_What needs to be done_
Transcribe every item below word for word, omitting the pictures.

[Excerpts from a pointing dataset]
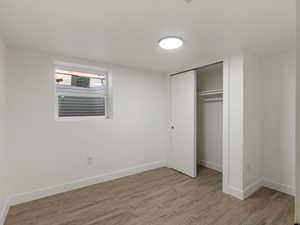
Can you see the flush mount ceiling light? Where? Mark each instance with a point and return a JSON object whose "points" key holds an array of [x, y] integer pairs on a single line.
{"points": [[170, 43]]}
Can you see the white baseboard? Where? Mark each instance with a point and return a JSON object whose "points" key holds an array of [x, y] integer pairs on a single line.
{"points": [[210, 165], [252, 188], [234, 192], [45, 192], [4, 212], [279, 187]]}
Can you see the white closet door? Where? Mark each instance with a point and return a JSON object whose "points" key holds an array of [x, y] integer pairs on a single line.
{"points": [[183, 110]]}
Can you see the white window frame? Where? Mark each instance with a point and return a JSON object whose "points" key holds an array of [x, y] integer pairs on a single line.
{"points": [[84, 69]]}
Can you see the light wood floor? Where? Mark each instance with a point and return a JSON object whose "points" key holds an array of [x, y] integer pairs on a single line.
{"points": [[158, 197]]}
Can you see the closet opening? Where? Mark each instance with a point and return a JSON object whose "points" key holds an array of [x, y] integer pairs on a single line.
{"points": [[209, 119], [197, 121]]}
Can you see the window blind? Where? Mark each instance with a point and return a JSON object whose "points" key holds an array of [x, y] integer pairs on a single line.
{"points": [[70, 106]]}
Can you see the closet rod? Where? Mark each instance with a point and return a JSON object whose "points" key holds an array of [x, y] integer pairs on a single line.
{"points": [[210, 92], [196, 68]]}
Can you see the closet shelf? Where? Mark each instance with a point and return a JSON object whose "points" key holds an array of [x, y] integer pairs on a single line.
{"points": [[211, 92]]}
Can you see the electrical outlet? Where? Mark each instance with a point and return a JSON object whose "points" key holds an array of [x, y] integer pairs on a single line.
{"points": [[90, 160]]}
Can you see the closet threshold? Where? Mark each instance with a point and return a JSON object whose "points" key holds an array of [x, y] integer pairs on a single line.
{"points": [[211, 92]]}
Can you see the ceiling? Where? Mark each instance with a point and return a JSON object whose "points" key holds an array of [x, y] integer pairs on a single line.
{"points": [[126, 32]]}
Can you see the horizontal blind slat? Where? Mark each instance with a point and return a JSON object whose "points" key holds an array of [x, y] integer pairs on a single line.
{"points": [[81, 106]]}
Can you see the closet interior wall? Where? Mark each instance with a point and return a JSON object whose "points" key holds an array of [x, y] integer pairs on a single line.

_Exercise solution_
Can you see the flush mount ceiling light? Where? Mark each instance with a point and return a JSON object whose "points" key holds an array of [x, y] integer pairs on a single line.
{"points": [[170, 43]]}
Can you see the white baseboard? Where? Mark each instance with a point and return a JSON object whose "points" key holds an array of [x, y] integer pairs on a single line.
{"points": [[210, 165], [252, 188], [234, 192], [45, 192], [4, 212], [279, 187]]}
Can you see the white closet door? Where? Mark each instance with a point and return a JSON object whose "points" key holds an array of [x, y] integer pairs on a single line.
{"points": [[183, 110]]}
Can you see the white window frame? Where? Mark each instance with a point and return a JSON object whose "points" key holds an array of [x, y] integer pairs on a single line.
{"points": [[84, 69]]}
Can you see the light wood floor? Where? Mark each instance with a point and return a JSON object whose "points" key holds an array of [x, y] integer pairs on a single line.
{"points": [[158, 197]]}
Can you see the closet opening? Where? Mark each instance with a point and return a JSON object whose "points" key holds an array of [x, y] integer pairs on a single line.
{"points": [[209, 119], [197, 121]]}
Can you see the window blind? Where? Mark each instance with a point and return a JSON object whose "points" key holds an array of [x, y] integer pairs on a single line.
{"points": [[70, 106]]}
Can you see the closet rod? Where? Mark each instance with a point and return a JSON object whose "points" key holds an array of [x, y] integer pairs on a single line.
{"points": [[210, 92], [196, 68]]}
Can you see the closet shelf? Where? Mark each instance with a point and return a JSON object whose "points" key holds an array of [x, y] integer pairs on a single line.
{"points": [[211, 92]]}
Can you see the electrical outlet? Where? Mark each instance with a point and return a JSON object whose "points" key holds an array of [x, y] integer pairs on a single line.
{"points": [[90, 160]]}
Can you see the closet threshold? Where? Mark each instance with a point and return a JSON object whose "points" key holds an array of [x, y] integer pairs on a single line.
{"points": [[211, 92]]}
Can you see the ceiling? Where? Mark each instance with a point and return a JSON object whose "points" key holds an array of [x, y] integer pairs on a single line.
{"points": [[126, 32]]}
Can you see the horizontal blind slat? Where? Mark each instance with a point and return a JSON object whose "points" key holds an array of [x, y] integer pairs on a single line.
{"points": [[81, 106]]}
Can you see the closet interior wall? Where? Mark each instance with a point and return a JSON object whose "points" key holds an array of [x, y] integer pairs on a single line.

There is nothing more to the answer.